Exercise
Reproduce each line of the listing below word for word, leaving out the pictures.

(Data items)
╔══

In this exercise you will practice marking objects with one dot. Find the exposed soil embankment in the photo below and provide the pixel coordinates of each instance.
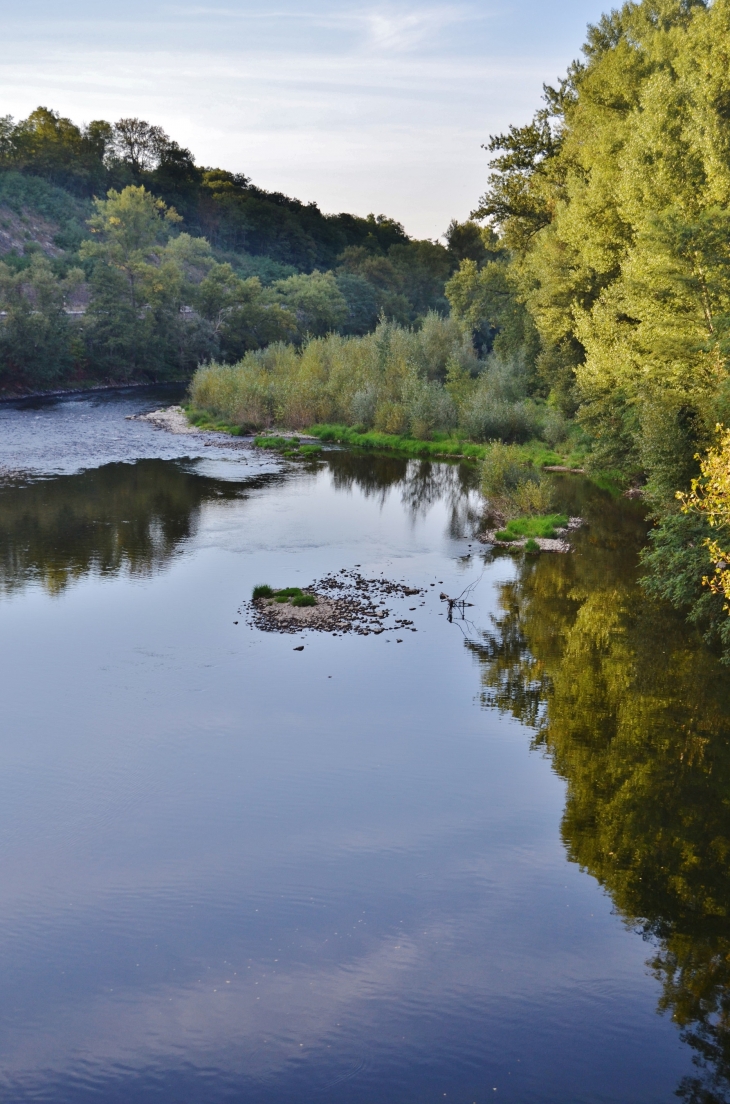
(345, 603)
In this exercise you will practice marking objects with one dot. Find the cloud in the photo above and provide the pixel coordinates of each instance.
(408, 31)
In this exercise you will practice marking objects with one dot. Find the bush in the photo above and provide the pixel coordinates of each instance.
(517, 529)
(511, 485)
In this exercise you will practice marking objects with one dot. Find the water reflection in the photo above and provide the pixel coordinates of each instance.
(422, 485)
(134, 517)
(634, 713)
(119, 517)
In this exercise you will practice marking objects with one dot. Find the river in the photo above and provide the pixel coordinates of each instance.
(489, 862)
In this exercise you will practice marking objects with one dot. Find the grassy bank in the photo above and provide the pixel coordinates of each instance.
(543, 526)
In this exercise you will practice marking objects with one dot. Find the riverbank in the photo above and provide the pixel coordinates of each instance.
(93, 389)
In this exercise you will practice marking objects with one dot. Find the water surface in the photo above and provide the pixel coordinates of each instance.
(489, 862)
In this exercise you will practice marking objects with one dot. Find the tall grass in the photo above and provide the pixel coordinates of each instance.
(409, 383)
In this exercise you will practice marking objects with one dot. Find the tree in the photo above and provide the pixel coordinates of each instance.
(39, 346)
(243, 315)
(139, 144)
(316, 301)
(136, 290)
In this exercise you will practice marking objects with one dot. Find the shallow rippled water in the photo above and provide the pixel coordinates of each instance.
(367, 871)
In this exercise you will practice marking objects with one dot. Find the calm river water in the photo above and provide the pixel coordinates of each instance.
(487, 863)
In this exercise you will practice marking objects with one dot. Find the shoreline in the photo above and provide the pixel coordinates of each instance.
(62, 393)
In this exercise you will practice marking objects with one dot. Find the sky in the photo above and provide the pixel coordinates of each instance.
(359, 107)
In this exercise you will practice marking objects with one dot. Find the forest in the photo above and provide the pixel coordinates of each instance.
(120, 259)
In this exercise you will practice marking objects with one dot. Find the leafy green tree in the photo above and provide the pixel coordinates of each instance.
(315, 300)
(39, 343)
(243, 315)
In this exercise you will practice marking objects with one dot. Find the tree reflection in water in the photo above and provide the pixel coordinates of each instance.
(119, 517)
(422, 484)
(634, 713)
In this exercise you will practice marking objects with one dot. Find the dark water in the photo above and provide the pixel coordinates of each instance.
(490, 862)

╚══

Solved problem
In this exercise you will practice marking objects with one dot. Find the exposed soil embankment in the photo below and provide the pixel coordinates of each instance.
(345, 603)
In this exercise you will practice marking objects with one dot. Find the cloud in the photo above and provide the pixel coordinates of each instance.
(408, 31)
In this exercise you will practice marking objects with one dot. Find the bush in the photo above and provide the pixel coordinates of each instance.
(517, 529)
(511, 485)
In this exercise you will practice marking objects with one dot. Find the water reflection in the photo above and provide the pixel coordinates of each instance.
(422, 485)
(134, 517)
(634, 713)
(119, 517)
In this exercise you will practice marking objects with one dot. Find the river in the photo above and provide the pixel coordinates of each instance.
(489, 862)
In this exercise you will practice marking objects with one dot. Find the grassy bank in the photo above and provide the pixel coordinates of each instance.
(543, 526)
In this exercise you will practice marking objects with one dot. Find the riverbank in the photo above and provide the pixel coordinates of each instance.
(93, 389)
In this exercise you will practice marking objects with one dot. Find the water surface in the photo above and provide the pixel coordinates of each instance.
(489, 862)
In this exercise you will practice marking objects with one dot. Find the tall grass in the photo above and provide the pixel coordinates of each instance.
(409, 383)
In this exercise you will practice marking objects with one dot. Find the tree in the photo above and provide the pixel coordinates of each instance.
(39, 346)
(243, 315)
(139, 144)
(316, 301)
(136, 290)
In this exercise you will practice marking objects with one dot. Find the shallow rippled water in the photo above and provide the pixel coordinates of each instance.
(367, 871)
In this exercise you will practice marking objects with one dot. Find the calm river water in the photo above and provide the pixel coordinates of each instance.
(487, 863)
In this exercise you will practice marking objects with one dot. Find the shoreline in the photo above and provide the pixel coordinates of each instance.
(62, 393)
In this exercise you will practice marking objects with one dot. Find the sky in the photo above and provide the pixel coordinates of each instance.
(359, 107)
In this exercise you will practice marking objects with one dot. Find the forest in the photo above and provide the pixel coordinates of each instance.
(120, 259)
In this exercise you will practice marking objects with one dot. Find the leafy green tree in the photo above and provide the pixel coordinates of each instance.
(315, 300)
(39, 343)
(243, 315)
In this exercise you will practice marking objects with one dot. Find the tree reflection in water in the photo above and provide the pixel coordinates of each instance.
(119, 517)
(422, 484)
(634, 713)
In this exercise you will practice marking objects with one dot. Find the dark water in the photo above and provide the pixel coordinates of each instance.
(490, 862)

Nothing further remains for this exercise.